**Schriftelijke opdracht**
Typ alle onderstaande gegevens regel voor regel ongewijzigd over en laat de afbeeldingen daarbij weg.

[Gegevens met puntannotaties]

_ _ _ _

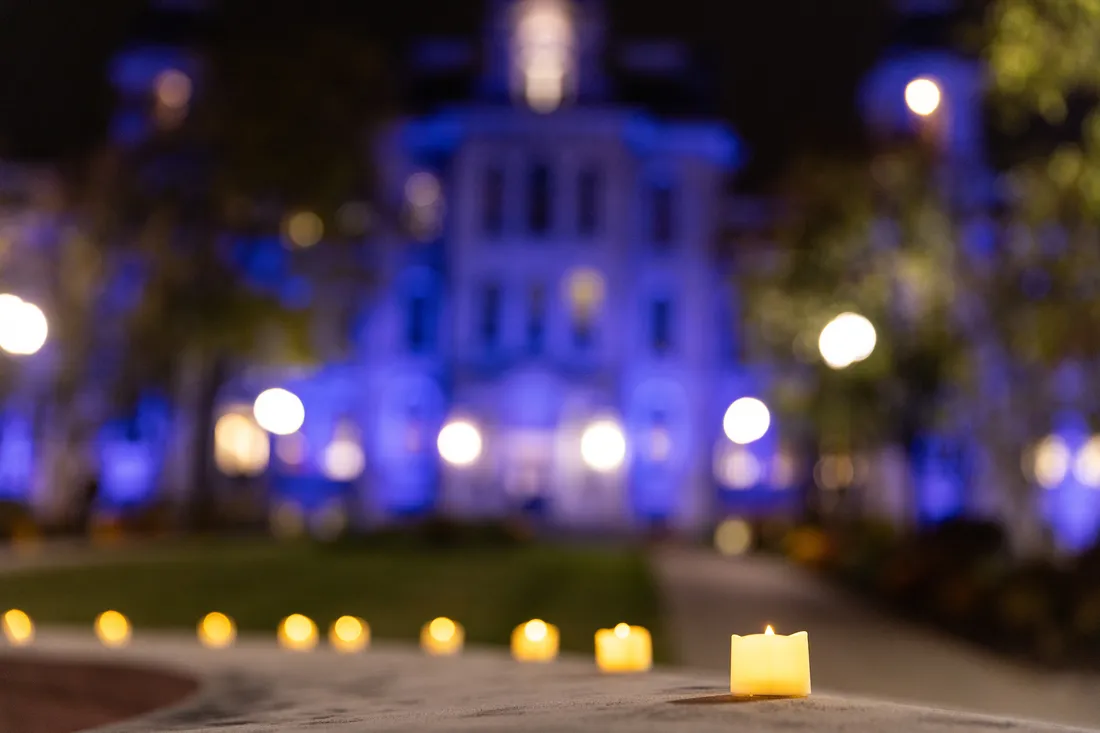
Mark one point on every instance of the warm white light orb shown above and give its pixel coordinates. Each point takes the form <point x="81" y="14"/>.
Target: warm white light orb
<point x="733" y="537"/>
<point x="279" y="412"/>
<point x="923" y="96"/>
<point x="1087" y="463"/>
<point x="173" y="88"/>
<point x="847" y="339"/>
<point x="460" y="442"/>
<point x="343" y="460"/>
<point x="603" y="446"/>
<point x="240" y="446"/>
<point x="304" y="229"/>
<point x="746" y="420"/>
<point x="23" y="327"/>
<point x="1052" y="461"/>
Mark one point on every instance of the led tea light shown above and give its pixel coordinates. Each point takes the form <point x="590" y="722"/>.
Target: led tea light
<point x="769" y="665"/>
<point x="536" y="641"/>
<point x="217" y="631"/>
<point x="18" y="627"/>
<point x="442" y="637"/>
<point x="624" y="648"/>
<point x="297" y="633"/>
<point x="349" y="634"/>
<point x="112" y="628"/>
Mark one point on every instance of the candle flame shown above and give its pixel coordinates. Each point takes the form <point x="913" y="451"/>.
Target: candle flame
<point x="536" y="630"/>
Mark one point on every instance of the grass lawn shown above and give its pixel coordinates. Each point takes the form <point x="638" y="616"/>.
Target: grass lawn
<point x="397" y="588"/>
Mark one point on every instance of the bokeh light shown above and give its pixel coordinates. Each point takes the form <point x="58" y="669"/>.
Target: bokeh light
<point x="279" y="412"/>
<point x="18" y="627"/>
<point x="23" y="327"/>
<point x="442" y="637"/>
<point x="1052" y="461"/>
<point x="297" y="633"/>
<point x="923" y="96"/>
<point x="422" y="190"/>
<point x="241" y="446"/>
<point x="304" y="229"/>
<point x="733" y="537"/>
<point x="173" y="89"/>
<point x="460" y="442"/>
<point x="112" y="628"/>
<point x="737" y="468"/>
<point x="217" y="631"/>
<point x="349" y="634"/>
<point x="603" y="446"/>
<point x="847" y="339"/>
<point x="1087" y="463"/>
<point x="746" y="420"/>
<point x="343" y="459"/>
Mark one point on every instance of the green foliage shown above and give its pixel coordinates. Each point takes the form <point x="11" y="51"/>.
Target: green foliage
<point x="1044" y="61"/>
<point x="490" y="590"/>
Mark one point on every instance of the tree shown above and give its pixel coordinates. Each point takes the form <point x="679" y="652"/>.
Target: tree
<point x="276" y="124"/>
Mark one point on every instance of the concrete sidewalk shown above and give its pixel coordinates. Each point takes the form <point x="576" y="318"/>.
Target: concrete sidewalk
<point x="256" y="688"/>
<point x="853" y="649"/>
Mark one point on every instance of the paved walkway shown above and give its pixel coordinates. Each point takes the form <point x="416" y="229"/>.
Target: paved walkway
<point x="853" y="649"/>
<point x="256" y="688"/>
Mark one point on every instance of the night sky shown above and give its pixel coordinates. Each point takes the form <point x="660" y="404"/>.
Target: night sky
<point x="788" y="68"/>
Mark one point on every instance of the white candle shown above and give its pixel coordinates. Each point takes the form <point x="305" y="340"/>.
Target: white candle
<point x="624" y="648"/>
<point x="769" y="665"/>
<point x="442" y="637"/>
<point x="536" y="641"/>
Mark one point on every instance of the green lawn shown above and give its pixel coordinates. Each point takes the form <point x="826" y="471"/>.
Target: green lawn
<point x="395" y="588"/>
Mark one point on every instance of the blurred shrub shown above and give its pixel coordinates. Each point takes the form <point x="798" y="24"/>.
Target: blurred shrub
<point x="15" y="520"/>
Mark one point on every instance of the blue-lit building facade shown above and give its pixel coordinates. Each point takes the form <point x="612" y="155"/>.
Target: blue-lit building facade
<point x="551" y="330"/>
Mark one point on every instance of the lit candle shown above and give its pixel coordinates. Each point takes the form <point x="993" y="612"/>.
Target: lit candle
<point x="624" y="648"/>
<point x="349" y="634"/>
<point x="770" y="665"/>
<point x="217" y="631"/>
<point x="441" y="637"/>
<point x="297" y="633"/>
<point x="112" y="628"/>
<point x="536" y="641"/>
<point x="18" y="627"/>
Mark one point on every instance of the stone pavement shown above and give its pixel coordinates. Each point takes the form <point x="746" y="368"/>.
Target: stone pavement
<point x="853" y="649"/>
<point x="256" y="688"/>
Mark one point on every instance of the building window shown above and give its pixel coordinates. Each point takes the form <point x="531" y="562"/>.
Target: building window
<point x="490" y="320"/>
<point x="416" y="328"/>
<point x="539" y="205"/>
<point x="660" y="326"/>
<point x="587" y="203"/>
<point x="536" y="319"/>
<point x="662" y="215"/>
<point x="493" y="201"/>
<point x="585" y="296"/>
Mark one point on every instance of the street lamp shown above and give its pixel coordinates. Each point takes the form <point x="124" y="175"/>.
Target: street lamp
<point x="923" y="96"/>
<point x="278" y="412"/>
<point x="746" y="420"/>
<point x="23" y="327"/>
<point x="847" y="339"/>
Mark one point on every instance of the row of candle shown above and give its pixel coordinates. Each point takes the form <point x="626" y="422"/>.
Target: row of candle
<point x="760" y="664"/>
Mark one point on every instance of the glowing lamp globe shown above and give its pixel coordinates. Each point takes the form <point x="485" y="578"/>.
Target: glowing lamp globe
<point x="278" y="412"/>
<point x="746" y="420"/>
<point x="460" y="444"/>
<point x="23" y="327"/>
<point x="603" y="446"/>
<point x="847" y="339"/>
<point x="923" y="96"/>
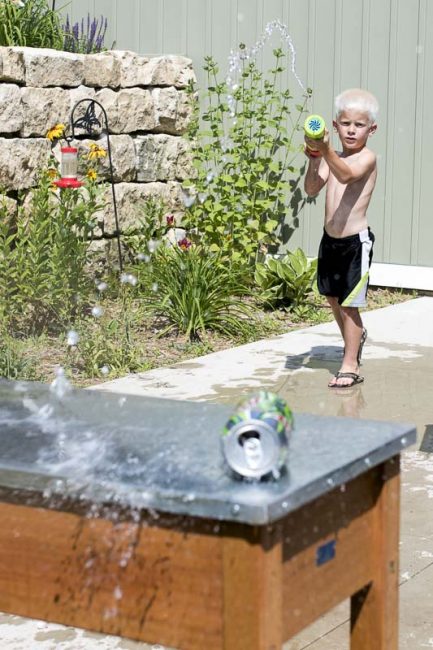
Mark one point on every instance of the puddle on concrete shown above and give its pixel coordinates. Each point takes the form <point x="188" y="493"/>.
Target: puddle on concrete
<point x="397" y="385"/>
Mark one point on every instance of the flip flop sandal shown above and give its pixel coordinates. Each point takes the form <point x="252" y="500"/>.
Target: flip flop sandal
<point x="356" y="379"/>
<point x="361" y="345"/>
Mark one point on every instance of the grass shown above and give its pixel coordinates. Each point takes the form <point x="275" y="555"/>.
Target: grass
<point x="154" y="350"/>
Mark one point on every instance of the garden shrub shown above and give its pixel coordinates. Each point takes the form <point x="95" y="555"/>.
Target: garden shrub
<point x="193" y="291"/>
<point x="244" y="156"/>
<point x="31" y="23"/>
<point x="287" y="281"/>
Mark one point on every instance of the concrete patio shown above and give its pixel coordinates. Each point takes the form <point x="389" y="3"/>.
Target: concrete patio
<point x="397" y="365"/>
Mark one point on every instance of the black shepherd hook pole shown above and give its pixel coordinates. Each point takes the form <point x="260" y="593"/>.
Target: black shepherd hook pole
<point x="88" y="122"/>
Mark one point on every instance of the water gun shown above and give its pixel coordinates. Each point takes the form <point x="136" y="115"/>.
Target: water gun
<point x="314" y="128"/>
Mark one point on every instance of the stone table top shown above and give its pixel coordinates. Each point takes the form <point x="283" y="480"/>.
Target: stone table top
<point x="165" y="455"/>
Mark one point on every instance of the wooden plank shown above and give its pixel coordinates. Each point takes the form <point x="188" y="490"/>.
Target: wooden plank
<point x="341" y="521"/>
<point x="252" y="560"/>
<point x="144" y="581"/>
<point x="374" y="609"/>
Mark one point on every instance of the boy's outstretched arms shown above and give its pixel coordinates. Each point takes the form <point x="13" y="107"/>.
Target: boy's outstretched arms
<point x="317" y="174"/>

_ _ _ _

**Uitgevoerde opdracht**
Mark one point on every instance of the warm white light orb shown above and give its pixel coordinates. Each point takes the form <point x="81" y="14"/>.
Target: warm white light orb
<point x="733" y="537"/>
<point x="279" y="412"/>
<point x="923" y="96"/>
<point x="1087" y="463"/>
<point x="173" y="88"/>
<point x="847" y="339"/>
<point x="460" y="442"/>
<point x="343" y="460"/>
<point x="603" y="446"/>
<point x="240" y="446"/>
<point x="304" y="229"/>
<point x="746" y="420"/>
<point x="23" y="327"/>
<point x="1052" y="461"/>
Mark one point on every instance of the led tea light shown above and give its pixel coordinates. Each point takes the form <point x="590" y="722"/>.
Target: led tea light
<point x="769" y="665"/>
<point x="536" y="641"/>
<point x="217" y="631"/>
<point x="18" y="627"/>
<point x="442" y="637"/>
<point x="624" y="648"/>
<point x="297" y="633"/>
<point x="349" y="634"/>
<point x="112" y="628"/>
Mark one point on every instance of the candle flame shown above and give its pixel coordinates. Each point takes the form <point x="913" y="451"/>.
Target: candle flame
<point x="536" y="630"/>
Mark one point on every instance of the grass lawn shown above and give its pixel coordinates. Each point takes the form <point x="638" y="616"/>.
Target: grass lawn
<point x="397" y="588"/>
Mark one point on every instance of the bokeh light shown above and give its pixel coordinates. Each point takes the form <point x="58" y="669"/>.
Target: bokeh light
<point x="279" y="412"/>
<point x="18" y="627"/>
<point x="23" y="327"/>
<point x="442" y="637"/>
<point x="1052" y="461"/>
<point x="297" y="633"/>
<point x="923" y="96"/>
<point x="422" y="190"/>
<point x="241" y="446"/>
<point x="304" y="229"/>
<point x="733" y="537"/>
<point x="173" y="89"/>
<point x="460" y="442"/>
<point x="112" y="628"/>
<point x="737" y="468"/>
<point x="217" y="631"/>
<point x="349" y="634"/>
<point x="603" y="446"/>
<point x="847" y="339"/>
<point x="1087" y="463"/>
<point x="746" y="420"/>
<point x="343" y="459"/>
Mark one point on every instance of the green foliage shown above and give its pixel coordinates. Each point takes the form <point x="11" y="51"/>.
Target: green foliage
<point x="1044" y="61"/>
<point x="490" y="590"/>
Mark one point on every instance of the tree shown above and give its pixel coordinates. Each point takes the form <point x="679" y="652"/>.
Target: tree
<point x="276" y="124"/>
Mark one point on every instance of the concrete sidewalk shown above and give its pixel coordinates. Each point takes the form <point x="576" y="318"/>.
Target: concrete sidewalk
<point x="256" y="688"/>
<point x="853" y="649"/>
Mark one point on every instance of the paved walkway shown above and give its pixel coordinates. Each point takes the form <point x="416" y="229"/>.
Target: paved walkway
<point x="853" y="649"/>
<point x="256" y="688"/>
Mark one point on every instance of the night sky shown above and give its pixel coordinates. Each point takes the form <point x="660" y="404"/>.
Target: night sky
<point x="788" y="68"/>
Mark one point on every instance of the white candle shown above and give its pixel coordinates. Each point takes the form <point x="305" y="340"/>.
Target: white candle
<point x="624" y="648"/>
<point x="769" y="665"/>
<point x="442" y="637"/>
<point x="536" y="641"/>
Mark one point on every instance of the green lawn shown above and give its pixel coordinates. Each point takes the form <point x="826" y="471"/>.
Target: green lawn
<point x="395" y="588"/>
Mark one point on every instance of the blurred shrub shown above and give its pixel coordinates. Each point takes the form <point x="798" y="24"/>.
Target: blurred shrub
<point x="15" y="520"/>
Mark one point on every instance of the blue-lit building facade shown above and give its pixel coordinates. Each point takes the form <point x="612" y="155"/>.
Target: blue-lit building facade
<point x="551" y="330"/>
Mark one point on every instance of the lit candle shown above and give its pixel coordinates. Each point takes the form <point x="993" y="612"/>.
Target: lit candle
<point x="624" y="648"/>
<point x="349" y="634"/>
<point x="770" y="665"/>
<point x="217" y="631"/>
<point x="441" y="637"/>
<point x="297" y="633"/>
<point x="112" y="628"/>
<point x="536" y="641"/>
<point x="18" y="627"/>
Mark one point on every instance of the stone pavement shown above and give its pixel coordinates. Each point takes the form <point x="746" y="368"/>.
Target: stone pavement
<point x="853" y="649"/>
<point x="256" y="688"/>
Mark one point on every instance of the building window shown above and give its pixel coordinates. Each point takes the form <point x="531" y="562"/>.
Target: building window
<point x="490" y="320"/>
<point x="416" y="328"/>
<point x="539" y="205"/>
<point x="660" y="326"/>
<point x="587" y="203"/>
<point x="536" y="319"/>
<point x="662" y="215"/>
<point x="493" y="201"/>
<point x="585" y="296"/>
Mark one point on every instance of the street lamp shown above and give its pixel coordinates. Each point takes the form <point x="124" y="175"/>.
Target: street lamp
<point x="923" y="96"/>
<point x="278" y="412"/>
<point x="746" y="420"/>
<point x="23" y="327"/>
<point x="847" y="339"/>
Mark one point on every instance of the row of candle shown above and give its pixel coordinates. Each point takes the form <point x="626" y="422"/>.
Target: row of candle
<point x="760" y="664"/>
Mark one point on every instance of the glowing lamp globe shown above and give its pixel coordinates. Each point takes the form <point x="485" y="578"/>.
Target: glowing lamp globe
<point x="278" y="412"/>
<point x="746" y="420"/>
<point x="460" y="444"/>
<point x="23" y="327"/>
<point x="603" y="446"/>
<point x="847" y="339"/>
<point x="923" y="96"/>
Mark one point on every instance of the puddle on concrete shown above and give its pixel coordinates. Each point takes the form <point x="188" y="493"/>.
Target: puddle on concrete
<point x="397" y="385"/>
Mark one point on every instance of the flip flop sandal shown above and give its pixel coordinates. Each point takes the form <point x="252" y="500"/>.
Target: flip flop sandal
<point x="356" y="379"/>
<point x="361" y="345"/>
Mark one point on every instance of the grass shown above and give its pixel coordinates. Each point takes the form <point x="275" y="555"/>.
Target: grass
<point x="154" y="350"/>
Mark one point on every instance of the garden shrub shown above and give its pixel coordinates. Each point takes the form <point x="95" y="555"/>.
Target: garden shrub
<point x="193" y="291"/>
<point x="244" y="156"/>
<point x="31" y="23"/>
<point x="287" y="281"/>
Mark one point on every instance of the concrete patio shown above and give its pixel coordinates. Each point takes the form <point x="389" y="3"/>.
Target: concrete patio
<point x="397" y="365"/>
Mark one point on every instance of the black shepherd hook pole shown above and give its pixel coordinates. Each point takes the form <point x="260" y="593"/>.
Target: black shepherd hook pole
<point x="88" y="122"/>
Mark one point on every instance of the water gun shown above and give its pixel coordinates. Each point takes the form <point x="136" y="115"/>.
Target: water gun
<point x="314" y="128"/>
Mark one point on every instance of the stone table top shown above and give its pixel coordinates. Each point takes the form <point x="283" y="480"/>.
Target: stone table top
<point x="165" y="455"/>
Mark one point on every instance of the wooden plank shown above and give its pixel coordinates. Each point takes the form <point x="188" y="490"/>.
Target: wooden plank
<point x="341" y="521"/>
<point x="252" y="560"/>
<point x="144" y="581"/>
<point x="374" y="609"/>
Mark one point on every instance of the boy's outstretched arms shown above and give its pixel coordinates. Each point takes the form <point x="13" y="107"/>.
Target: boy's outstretched arms
<point x="317" y="174"/>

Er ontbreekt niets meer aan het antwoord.